** TESTO DI PARTENZA **
>>

Joênia Batista de Carvalho Wapichana

Donna, indigena, deputata

© Carlo Zacquini

Molti anni dopo Mario Juruna Xavante, un altro indigeno entra nel congresso brasilano. E, per la prima volta, è una donna.

Mario Juruna

Nata nel 1973, l’avvocata Joênia Batista de Carvalho detiene una serie di primati. Appartenente al popolo Wapichana, nel 1997 è la prima indigena del paese a ottenere la laurea in diritto (prima all’Università federale di Roraima e, anni dopo, anche all’Università dell’Arizona, negli Stati Uniti). Nel 2008 è la prima a difendere un caso davanti al Supremo tribunale federale, il massimo organo giudiziale del Brasile.

Nel 2018 si presenta alle elezioni per il congresso federale con la «Rede sustentabilidade», il partito fondato dalla candidata presidenziale ed ex ministra dell’ambiente Marina Silva. Nonostante lo scarso successo del suo partito, Joênia Wapichana ottiene 8.267 voti, un numero sufficiente per diventare la prima deputata indigena nella storia del Brasile. In precedenza, a Brasilia era arrivato solamente un indigeno: Mario Juruna del popolo Xavante, in carica dal 1982 al 1986.

Per la neodeputata il 2018 si conclude in bellezza: il 25 di ottobre le viene infatti assegnato dalle Nazioni Unite il prestigioso premio per i diritti umani (United Nations prize in the field of human rights), per la sua attività in difesa delle comunità indigene.

<<

** DATI ESTRATTI **
>>

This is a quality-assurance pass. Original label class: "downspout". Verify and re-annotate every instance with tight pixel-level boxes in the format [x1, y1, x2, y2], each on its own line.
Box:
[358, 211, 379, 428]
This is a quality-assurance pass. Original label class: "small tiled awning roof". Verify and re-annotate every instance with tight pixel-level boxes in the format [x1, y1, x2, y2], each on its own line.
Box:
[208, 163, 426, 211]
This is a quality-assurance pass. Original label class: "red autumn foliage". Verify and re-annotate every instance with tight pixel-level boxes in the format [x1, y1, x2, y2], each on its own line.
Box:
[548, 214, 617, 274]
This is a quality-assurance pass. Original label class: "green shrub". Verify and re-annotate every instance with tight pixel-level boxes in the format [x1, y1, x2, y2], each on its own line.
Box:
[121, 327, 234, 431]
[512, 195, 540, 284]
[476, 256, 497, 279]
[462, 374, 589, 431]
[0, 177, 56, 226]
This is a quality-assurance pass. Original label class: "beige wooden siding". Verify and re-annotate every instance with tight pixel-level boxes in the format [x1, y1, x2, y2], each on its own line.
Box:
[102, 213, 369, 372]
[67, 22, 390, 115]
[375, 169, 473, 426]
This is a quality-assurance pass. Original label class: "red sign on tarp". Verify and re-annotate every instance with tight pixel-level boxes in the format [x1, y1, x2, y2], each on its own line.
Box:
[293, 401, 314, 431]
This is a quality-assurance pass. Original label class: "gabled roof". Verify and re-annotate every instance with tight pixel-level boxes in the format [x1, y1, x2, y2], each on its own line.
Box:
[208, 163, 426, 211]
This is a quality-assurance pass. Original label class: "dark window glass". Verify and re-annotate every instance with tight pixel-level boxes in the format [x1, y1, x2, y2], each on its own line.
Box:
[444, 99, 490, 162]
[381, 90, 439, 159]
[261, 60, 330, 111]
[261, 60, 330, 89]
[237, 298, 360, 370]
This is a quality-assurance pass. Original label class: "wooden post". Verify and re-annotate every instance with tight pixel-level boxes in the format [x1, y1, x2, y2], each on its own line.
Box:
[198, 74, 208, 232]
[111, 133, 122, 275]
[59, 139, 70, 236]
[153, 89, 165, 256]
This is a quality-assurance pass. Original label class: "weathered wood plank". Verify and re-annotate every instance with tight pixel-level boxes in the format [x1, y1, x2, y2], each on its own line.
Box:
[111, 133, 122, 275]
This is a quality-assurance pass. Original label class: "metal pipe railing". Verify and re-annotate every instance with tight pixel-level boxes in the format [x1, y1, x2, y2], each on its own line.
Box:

<<

** COMPITO A **
Rispondi alle domande seguenti in base al testo su Joênia Wapichana.
(i) In quale anno Joênia Batista de Carvalho ottiene la laurea in diritto?
(ii) Quanti voti ottiene alle elezioni del 2018?
(iii) Chi le assegna il premio per i diritti umani il 25 di ottobre?
** COMPITO B **
Prosegui il testo su Joênia Wapichana dopo l'ultima frase riportata.

** RISPOSTA A **
(i) Nel 1997.
(ii) 8.267 voti.
(iii) Le Nazioni Unite.

** RISPOSTA B **
Joênia proviene dalla Terra indigena Raposa Serra do Sol, omologata dal presidente Lula nel 2005. Per oltre dieci anni il suo lavoro di responsabile legale del Conselho indígena de Roraima (Cir) ha riguardato la difesa della demarcazione e l’uscita da quei territori dei fazendeiros (arrozeiros, produttori di riso, per la precisione). Oggi si ritrova a difendere quella conquista dalla volontà del nuovo presidente Bolsonaro e del nuovo Congresso di rimettere tutto in discussione.

Paolo Moiola


Governo Bolsonaro, popoli indigeni e Cimi

«Il maggior latifondista del paese è l’indigeno»

In tutte le sedi le posizioni circa i diritti indigeni appaiono inconciliabili.

All’apertura della 40a sessione del Consiglio dei diritti umani delle Nazioni Unite (Ginevra, 25 febbraio 2019) Damares Alves, ministra brasiliana della donna, della famiglia e dei diritti umani, ha affermato che i popoli indigeni avranno «uno sguardo speciale» («um olhar especial») dal governo Bolsonaro. Volendo apparire credibile la ministra ha precisato di essere «madre socioaffettiva di una giovane indigena dell’etnia kamayurá».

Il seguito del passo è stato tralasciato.